* Problem statement: Each line of the entries below that holds "frame" is needed, copied in full.
=== Records for the task ===
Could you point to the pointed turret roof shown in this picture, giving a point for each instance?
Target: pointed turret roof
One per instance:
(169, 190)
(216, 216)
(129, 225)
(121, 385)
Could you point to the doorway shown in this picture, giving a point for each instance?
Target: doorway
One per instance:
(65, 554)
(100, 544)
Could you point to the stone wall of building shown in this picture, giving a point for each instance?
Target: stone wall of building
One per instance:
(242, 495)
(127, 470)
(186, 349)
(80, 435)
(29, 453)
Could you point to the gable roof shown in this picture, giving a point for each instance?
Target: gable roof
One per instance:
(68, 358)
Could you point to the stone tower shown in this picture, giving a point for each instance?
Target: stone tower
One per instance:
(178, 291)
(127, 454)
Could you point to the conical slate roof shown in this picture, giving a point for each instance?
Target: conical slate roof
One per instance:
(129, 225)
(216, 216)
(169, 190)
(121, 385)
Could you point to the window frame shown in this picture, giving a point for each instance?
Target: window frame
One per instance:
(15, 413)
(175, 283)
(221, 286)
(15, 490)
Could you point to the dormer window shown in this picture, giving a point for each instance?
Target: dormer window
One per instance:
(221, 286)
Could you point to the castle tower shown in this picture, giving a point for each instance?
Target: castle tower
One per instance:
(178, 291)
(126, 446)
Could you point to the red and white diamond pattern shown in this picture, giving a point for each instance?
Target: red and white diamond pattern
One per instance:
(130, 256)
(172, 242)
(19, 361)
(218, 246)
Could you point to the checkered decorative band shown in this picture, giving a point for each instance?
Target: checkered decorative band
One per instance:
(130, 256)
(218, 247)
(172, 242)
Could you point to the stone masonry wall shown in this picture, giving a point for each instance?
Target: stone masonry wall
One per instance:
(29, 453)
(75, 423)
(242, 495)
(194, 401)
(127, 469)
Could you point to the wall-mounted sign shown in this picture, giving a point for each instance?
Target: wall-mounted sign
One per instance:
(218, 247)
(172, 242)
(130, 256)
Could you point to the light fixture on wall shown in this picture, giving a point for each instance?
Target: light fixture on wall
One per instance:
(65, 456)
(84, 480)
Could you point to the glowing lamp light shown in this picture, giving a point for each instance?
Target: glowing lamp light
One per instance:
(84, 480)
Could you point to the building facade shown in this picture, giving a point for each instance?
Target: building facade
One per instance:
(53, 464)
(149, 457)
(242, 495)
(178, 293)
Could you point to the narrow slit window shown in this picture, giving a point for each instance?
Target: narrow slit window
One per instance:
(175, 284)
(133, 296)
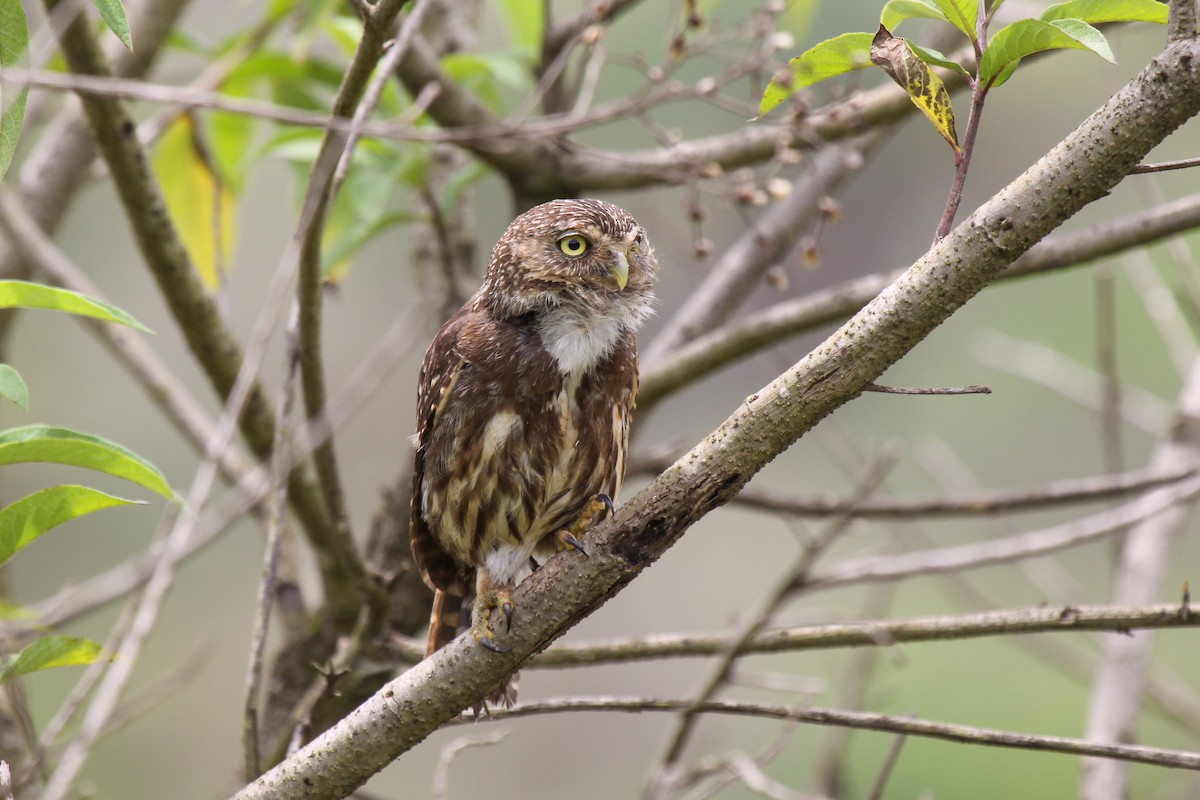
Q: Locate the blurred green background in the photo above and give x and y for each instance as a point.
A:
(189, 746)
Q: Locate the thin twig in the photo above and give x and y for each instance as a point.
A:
(267, 584)
(1167, 166)
(768, 239)
(851, 635)
(978, 389)
(983, 501)
(795, 579)
(1181, 22)
(347, 585)
(889, 762)
(868, 721)
(154, 374)
(714, 349)
(1012, 548)
(1145, 554)
(1039, 364)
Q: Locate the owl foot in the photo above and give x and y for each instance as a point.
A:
(567, 539)
(481, 618)
(570, 537)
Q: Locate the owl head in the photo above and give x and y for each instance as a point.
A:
(585, 257)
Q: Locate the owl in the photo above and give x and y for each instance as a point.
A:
(523, 408)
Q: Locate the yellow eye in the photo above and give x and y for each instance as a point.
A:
(574, 245)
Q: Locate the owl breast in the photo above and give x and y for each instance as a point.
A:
(552, 441)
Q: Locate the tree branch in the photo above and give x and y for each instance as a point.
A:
(1119, 619)
(1083, 168)
(1084, 489)
(709, 352)
(213, 344)
(869, 721)
(1121, 674)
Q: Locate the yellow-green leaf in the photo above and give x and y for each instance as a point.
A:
(823, 60)
(963, 14)
(894, 55)
(13, 41)
(897, 11)
(113, 13)
(199, 202)
(12, 386)
(24, 521)
(48, 653)
(1029, 36)
(1096, 12)
(46, 444)
(23, 294)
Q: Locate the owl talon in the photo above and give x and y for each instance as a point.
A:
(481, 618)
(493, 645)
(568, 539)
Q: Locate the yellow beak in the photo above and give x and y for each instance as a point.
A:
(619, 271)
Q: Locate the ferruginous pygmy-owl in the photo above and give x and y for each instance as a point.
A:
(523, 409)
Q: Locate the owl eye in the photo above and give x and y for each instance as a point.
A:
(574, 245)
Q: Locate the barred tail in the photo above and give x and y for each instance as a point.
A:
(443, 621)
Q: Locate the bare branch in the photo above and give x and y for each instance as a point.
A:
(1080, 169)
(347, 583)
(772, 235)
(1039, 619)
(869, 721)
(1084, 489)
(210, 341)
(929, 390)
(791, 583)
(1013, 548)
(1181, 23)
(712, 350)
(1145, 554)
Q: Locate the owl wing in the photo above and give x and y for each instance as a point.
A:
(439, 373)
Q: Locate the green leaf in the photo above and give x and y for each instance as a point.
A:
(23, 294)
(527, 22)
(897, 11)
(963, 14)
(48, 653)
(113, 13)
(24, 521)
(337, 258)
(1029, 36)
(486, 76)
(13, 388)
(823, 60)
(41, 443)
(13, 42)
(895, 56)
(935, 59)
(1108, 11)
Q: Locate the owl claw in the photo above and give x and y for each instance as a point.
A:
(491, 644)
(481, 618)
(569, 540)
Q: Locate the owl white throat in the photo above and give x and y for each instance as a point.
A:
(581, 337)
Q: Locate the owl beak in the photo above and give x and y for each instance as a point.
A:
(619, 271)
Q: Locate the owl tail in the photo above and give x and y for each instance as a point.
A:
(443, 621)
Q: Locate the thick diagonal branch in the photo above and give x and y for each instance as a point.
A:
(1083, 168)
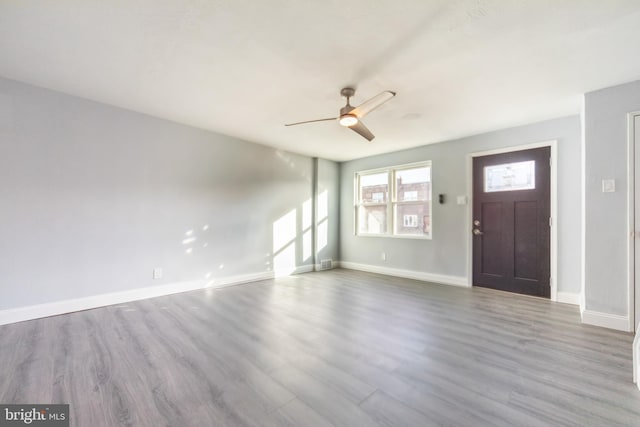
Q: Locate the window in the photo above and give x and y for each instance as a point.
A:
(411, 221)
(394, 201)
(510, 177)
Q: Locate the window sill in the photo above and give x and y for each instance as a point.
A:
(395, 236)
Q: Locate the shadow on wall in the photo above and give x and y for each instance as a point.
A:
(295, 223)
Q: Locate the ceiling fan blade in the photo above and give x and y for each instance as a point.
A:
(362, 130)
(311, 121)
(368, 106)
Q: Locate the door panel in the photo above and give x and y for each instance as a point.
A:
(525, 257)
(511, 210)
(492, 238)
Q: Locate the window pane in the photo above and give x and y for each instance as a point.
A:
(374, 188)
(413, 219)
(510, 177)
(413, 184)
(372, 219)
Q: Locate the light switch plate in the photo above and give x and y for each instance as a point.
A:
(608, 185)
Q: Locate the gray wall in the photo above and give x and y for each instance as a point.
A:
(606, 157)
(446, 253)
(328, 212)
(93, 198)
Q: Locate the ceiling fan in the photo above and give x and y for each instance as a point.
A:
(351, 117)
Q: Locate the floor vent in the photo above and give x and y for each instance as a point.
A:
(326, 264)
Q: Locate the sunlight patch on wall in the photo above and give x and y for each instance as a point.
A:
(284, 230)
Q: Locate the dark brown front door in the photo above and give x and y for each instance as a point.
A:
(511, 220)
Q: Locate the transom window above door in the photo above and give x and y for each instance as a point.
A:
(394, 201)
(510, 177)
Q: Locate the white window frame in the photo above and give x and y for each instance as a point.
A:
(392, 201)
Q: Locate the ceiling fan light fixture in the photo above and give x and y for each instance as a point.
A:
(348, 120)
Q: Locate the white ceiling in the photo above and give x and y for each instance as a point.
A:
(246, 67)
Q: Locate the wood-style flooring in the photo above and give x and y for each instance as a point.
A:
(339, 347)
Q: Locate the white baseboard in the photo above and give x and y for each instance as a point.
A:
(21, 314)
(605, 320)
(408, 274)
(568, 298)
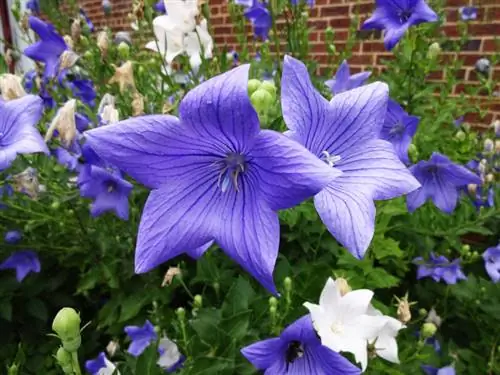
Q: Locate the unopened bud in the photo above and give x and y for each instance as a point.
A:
(67, 59)
(488, 145)
(76, 30)
(64, 122)
(253, 85)
(434, 50)
(261, 100)
(428, 330)
(273, 301)
(103, 43)
(460, 135)
(69, 41)
(67, 326)
(198, 301)
(65, 361)
(11, 87)
(343, 286)
(123, 50)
===
* Exercise solution:
Could you point to the window frame shown in this picture, giving a point for each instance?
Target: window frame
Q: Locate the white window frame in the photo above and give x and y for each instance as a point.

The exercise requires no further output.